PROBLEMS TO WORK ON:
a: Which section headings appear in the excerpt on managing office staff below?
b: Copy everything in the excerpt on managing office staff from "Then, if we" down to "solving the problem.".

SOURCE DOCUMENT:

*** Begin section ***

In our offices, we can easily set up the cycle of fear. It often starts with micromanaging and trying to micromanage what the employee does. Instead of judging and saying, “Somebody messed up here. Who is it? Let’s get them,” we need to say, “There’s a problem here. Let’s figure out what happened. All of us are doing our best in this office. We’ve hired the best people available. We’re all human. We all make mistakes.”
That is how we avoid the cycle of fear.
Be approachable
Another thing to remember is that you want to encourage your employees to come to you with problems. And never shoot the messenger.
It takes a lot of courage to come to the boss with a problem. A lot of employees do not want to do this in the first place, so we have to encourage our employees to come to us when there are problems.
It is then important to congratulate them on coming to us, even if they are telling us in a way that is less than appropriate or if they are making us feel bad by bringing up the problem. Most problems do make us feel bad if we are the manager. We need to say, “Thank you for sticking your neck out to tell me about this problem.”
Then, if we can get them to think about what the solution is, say, “Do you have an idea what the solution might be?”
At that point we are really going forward because they are going to be helping us and on board with solving the problem.
Encourage feedback
Another way to pay value to employees is to encourage suggestions. Put a suggestion box in the office and give rewards to those who contribute suggestions.
If we have an office that needs to be shaken up a little bit, 360° reviews can be an interesting thing to do. I do not encourage this all the time, but if we need to really get some feedback, we as a manager or we as the doctor can motivate everyone to write a little review about us.
Make sure the review sheets are anonymous. If they think their job or pay is on the line, they are not going to participate. It is hard to tell your boss what you really think, but that input can be good and help us reflect on changes we may need to make for ourselves, even if the truth hurts.
Spend some time
Our employees know that we are the high-paid people in the office, whether we are the manager or the doctor. Our time is valuable, and if we spend some of that time with an employee, interested in her family or his children or something else, then that is valuable time spent, and they know that they have done a good job and that they are important to us.
By paying some of our time to an employee, we pay value to that employee and help him become a better employee.
What happens if the only time you meet with employees is because they are in trouble? To avoid a tense office, we need to meet with our employees when they are doing good things, not just when we think they are in trouble.

*** End section ***

EXTRACTED INFORMATION:

*** Begin section ***

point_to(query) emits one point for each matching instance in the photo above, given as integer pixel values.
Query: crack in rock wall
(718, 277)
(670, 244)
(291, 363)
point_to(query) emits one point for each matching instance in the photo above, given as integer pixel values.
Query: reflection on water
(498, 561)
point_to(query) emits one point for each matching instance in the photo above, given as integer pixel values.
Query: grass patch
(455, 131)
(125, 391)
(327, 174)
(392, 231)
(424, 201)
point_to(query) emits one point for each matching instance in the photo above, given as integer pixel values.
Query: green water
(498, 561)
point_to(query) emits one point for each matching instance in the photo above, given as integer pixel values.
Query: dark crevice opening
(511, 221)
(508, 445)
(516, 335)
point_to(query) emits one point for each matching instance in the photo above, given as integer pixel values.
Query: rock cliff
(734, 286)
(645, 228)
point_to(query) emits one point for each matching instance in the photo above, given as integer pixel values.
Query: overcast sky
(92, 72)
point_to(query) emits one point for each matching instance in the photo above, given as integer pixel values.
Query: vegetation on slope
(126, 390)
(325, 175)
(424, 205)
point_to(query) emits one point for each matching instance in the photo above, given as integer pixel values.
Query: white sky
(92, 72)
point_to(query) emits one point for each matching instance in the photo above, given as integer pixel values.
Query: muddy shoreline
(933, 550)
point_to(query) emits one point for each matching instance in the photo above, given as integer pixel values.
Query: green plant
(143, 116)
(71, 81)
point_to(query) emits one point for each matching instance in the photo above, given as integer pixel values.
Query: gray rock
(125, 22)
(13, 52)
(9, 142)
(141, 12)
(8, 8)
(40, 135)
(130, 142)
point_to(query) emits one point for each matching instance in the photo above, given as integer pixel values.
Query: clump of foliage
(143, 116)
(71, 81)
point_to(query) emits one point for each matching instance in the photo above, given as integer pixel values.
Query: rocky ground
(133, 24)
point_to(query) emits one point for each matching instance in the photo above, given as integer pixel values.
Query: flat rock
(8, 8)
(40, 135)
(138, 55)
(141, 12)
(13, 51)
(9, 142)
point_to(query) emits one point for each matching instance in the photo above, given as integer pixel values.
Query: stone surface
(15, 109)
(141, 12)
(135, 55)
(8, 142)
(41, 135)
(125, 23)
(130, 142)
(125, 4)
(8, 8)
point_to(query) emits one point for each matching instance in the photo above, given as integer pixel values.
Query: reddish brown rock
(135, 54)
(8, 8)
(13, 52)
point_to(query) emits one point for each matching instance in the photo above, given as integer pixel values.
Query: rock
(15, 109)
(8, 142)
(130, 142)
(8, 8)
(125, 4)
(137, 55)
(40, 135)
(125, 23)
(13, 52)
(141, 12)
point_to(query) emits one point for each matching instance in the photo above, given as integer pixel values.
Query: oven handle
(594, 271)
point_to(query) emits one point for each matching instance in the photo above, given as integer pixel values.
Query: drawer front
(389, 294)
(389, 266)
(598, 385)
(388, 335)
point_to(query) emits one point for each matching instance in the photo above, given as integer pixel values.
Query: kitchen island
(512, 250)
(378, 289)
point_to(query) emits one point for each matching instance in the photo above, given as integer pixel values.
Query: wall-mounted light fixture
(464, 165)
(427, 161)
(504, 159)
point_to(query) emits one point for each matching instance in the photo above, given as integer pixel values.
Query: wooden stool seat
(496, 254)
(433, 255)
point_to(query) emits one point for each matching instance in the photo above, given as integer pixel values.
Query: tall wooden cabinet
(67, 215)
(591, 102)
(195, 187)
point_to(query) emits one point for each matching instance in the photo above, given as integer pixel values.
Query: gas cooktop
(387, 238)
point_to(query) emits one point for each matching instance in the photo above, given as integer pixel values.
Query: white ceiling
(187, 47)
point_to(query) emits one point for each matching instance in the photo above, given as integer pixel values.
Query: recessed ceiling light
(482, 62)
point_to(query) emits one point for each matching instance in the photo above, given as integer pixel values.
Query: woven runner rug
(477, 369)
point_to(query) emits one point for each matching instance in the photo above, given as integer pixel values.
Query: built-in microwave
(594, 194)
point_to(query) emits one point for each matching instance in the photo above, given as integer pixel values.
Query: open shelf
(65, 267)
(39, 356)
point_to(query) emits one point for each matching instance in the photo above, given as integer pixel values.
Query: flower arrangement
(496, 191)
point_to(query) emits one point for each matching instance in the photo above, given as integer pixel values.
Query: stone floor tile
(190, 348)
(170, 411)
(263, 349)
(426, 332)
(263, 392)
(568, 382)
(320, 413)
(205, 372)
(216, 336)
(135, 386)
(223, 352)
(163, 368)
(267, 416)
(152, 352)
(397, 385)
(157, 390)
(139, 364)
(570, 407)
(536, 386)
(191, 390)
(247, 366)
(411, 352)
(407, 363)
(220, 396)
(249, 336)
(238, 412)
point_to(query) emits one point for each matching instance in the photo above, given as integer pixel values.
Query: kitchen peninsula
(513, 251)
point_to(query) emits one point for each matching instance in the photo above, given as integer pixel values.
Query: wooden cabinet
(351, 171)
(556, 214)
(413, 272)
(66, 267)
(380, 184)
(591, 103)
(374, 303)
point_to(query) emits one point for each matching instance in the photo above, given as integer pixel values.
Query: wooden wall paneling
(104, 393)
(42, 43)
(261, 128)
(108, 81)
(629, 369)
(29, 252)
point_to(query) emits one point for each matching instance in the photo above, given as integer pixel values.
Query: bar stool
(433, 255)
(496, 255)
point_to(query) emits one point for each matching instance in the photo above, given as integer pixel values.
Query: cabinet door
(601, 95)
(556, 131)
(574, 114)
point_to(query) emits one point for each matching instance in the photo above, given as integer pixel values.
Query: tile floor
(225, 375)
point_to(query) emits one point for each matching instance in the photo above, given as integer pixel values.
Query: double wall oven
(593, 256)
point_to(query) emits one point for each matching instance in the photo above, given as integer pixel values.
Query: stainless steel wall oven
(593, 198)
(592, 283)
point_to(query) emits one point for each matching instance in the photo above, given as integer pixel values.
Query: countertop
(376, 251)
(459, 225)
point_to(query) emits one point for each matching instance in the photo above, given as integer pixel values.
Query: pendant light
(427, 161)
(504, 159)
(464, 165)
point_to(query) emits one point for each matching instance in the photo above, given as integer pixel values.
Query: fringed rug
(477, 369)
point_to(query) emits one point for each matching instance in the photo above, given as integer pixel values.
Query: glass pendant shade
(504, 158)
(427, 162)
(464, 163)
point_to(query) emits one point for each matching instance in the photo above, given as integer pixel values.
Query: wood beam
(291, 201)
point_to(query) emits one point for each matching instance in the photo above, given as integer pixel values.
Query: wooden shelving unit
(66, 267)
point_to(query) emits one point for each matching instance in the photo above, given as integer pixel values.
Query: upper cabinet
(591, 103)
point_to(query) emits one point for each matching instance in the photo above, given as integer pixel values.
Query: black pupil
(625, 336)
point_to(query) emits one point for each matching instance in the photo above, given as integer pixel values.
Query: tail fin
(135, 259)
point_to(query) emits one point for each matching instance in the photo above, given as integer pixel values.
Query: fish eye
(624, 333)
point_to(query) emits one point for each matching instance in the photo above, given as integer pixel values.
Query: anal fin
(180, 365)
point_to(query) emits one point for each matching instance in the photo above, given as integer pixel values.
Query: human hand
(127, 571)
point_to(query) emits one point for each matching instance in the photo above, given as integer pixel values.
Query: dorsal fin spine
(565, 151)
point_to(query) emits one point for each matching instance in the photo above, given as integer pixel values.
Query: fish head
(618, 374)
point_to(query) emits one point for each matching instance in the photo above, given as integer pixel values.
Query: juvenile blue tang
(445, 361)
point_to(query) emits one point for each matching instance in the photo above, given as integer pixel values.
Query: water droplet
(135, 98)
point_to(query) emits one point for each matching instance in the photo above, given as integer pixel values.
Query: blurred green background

*** End section ***

PER-TASK ANSWERS:
a:
Be approachable
Encourage feedback
Spend some time

b:
Then, if we can get them to think about what the solution is, say, “Do you have an idea what the solution might be?”
At that point we are really going forward because they are going to be helping us and on board with solving the problem.